### Set problem
Locate each line containing the word "instance" and copy it out.

### Dataset entries
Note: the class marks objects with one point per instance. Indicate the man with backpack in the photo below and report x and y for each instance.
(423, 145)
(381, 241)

...

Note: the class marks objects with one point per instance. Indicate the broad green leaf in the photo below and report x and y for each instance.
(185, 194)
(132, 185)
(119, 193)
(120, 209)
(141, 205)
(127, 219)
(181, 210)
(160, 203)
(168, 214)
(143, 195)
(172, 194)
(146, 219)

* * *

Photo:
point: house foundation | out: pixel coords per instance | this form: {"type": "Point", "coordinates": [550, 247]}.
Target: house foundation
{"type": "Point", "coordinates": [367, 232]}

### Complete response
Note: the class marks objects with one point per instance. Indicate the man with backpack in the photo below and report x and y for each instance.
Note: the class marks objects with one point per instance. Indicate the broad green leaf in the photo below and report x and y for each instance.
point: house foundation | out: pixel coords per instance | this form: {"type": "Point", "coordinates": [550, 247]}.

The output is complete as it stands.